Saúde

Quase 90% da população alagoana não tem plano de saúde e depende do SUS

Dos R$ 42 milhões por mês disponíveis para Alagoas, R$ 12 milhões vêm do MS

Por Tribuna Independente 07/01/2017 16h52
Quase 90% da população alagoana não tem plano de saúde e depende do SUS
Reprodução - Foto: Assessoria

O Estado de Alagoas possui 3.358.963 milhões de habitantes segundo os dados mais recentes do Instituto Brasileiro de Geografia e Estatísticas (IBGE). Deste total, 88% dependem exclusivamente do Sistema Único de Saúde (SUS), de acordo com levantamento da Secretaria Estadual de Saúde (Sesau).

Mas a Sesau acredita que a quantidade de pessoas que dependem do SUS tenha aumentado nos últimos meses ultrapassando os 90% devido a atual situação econômica do país.

* * * * *

TAREFA —
Prossiga a notícia sobre a dependência do SUS em Alagoas logo após a última frase apresentada.

OS DADOS —
* * * * *

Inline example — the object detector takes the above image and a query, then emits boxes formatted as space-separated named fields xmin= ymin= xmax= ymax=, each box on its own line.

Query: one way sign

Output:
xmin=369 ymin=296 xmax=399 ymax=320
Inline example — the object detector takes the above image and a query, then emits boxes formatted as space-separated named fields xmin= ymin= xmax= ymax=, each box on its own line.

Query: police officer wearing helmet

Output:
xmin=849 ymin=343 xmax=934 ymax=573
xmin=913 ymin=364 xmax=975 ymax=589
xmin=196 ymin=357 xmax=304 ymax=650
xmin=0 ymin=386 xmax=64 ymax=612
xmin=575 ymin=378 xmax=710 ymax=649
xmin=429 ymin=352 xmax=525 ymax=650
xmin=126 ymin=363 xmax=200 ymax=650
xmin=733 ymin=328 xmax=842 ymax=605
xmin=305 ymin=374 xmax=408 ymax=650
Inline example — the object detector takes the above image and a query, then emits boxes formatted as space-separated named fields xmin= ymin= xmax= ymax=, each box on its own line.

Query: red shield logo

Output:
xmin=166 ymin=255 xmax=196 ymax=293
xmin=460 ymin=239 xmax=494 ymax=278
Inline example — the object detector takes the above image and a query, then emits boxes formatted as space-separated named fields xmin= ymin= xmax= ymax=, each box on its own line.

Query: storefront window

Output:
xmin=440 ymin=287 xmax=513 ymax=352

* * * * *

RESULTADO —
No ranking nacional, Alagoas ocupa a sétima posição com maior número de pessoas que dependem do SUS. O estado do Acre fica na primeira colocação com 94,19%, seguido de Roraima (92,62%), Maranhão (90,83%), Tocantins (90,55%), Bahia (89,47%) e Piauí (88,67%).

O estado que apresenta o menor percentual de pessoas que dependem do SUS é São Paulo com 43,1%. Rio de Janeiro com 49%, Paraná (65%), Minas Gerais (66,64%), Distrito Federal (70,05%), Rio Grande do Sul (70,44%) e Santa Catarina (72%) também estão na base do ranking.

Para se chegar aos dados foi levado em consideração o número de habitantes de cada estado e a quantidade de pessoas com vínculos em planos de saúde.

Entre os estados da região Nordeste, o Maranhão ocupa o primeiro lugar no número de usuários. Dos 6.904.241 habitantes, 6.270.941 dependem do SUS, uma porcentagem de 90,83%. Em seguida vem Bahia, Piauí (88,67%) e Alagoas.

Até novembro de 2016, apenas 403.482 pessoas possuíam vínculo com planos de saúde segundo a Agência Nacional de Saúde Suplementar (ANS). O número de beneficiários é uma estimativa variante, segundo a ANS a cada mês tem gente entrando e saindo de planos. A mudança na quantidade de usuários ocorre com a movimentação do mercado de trabalho.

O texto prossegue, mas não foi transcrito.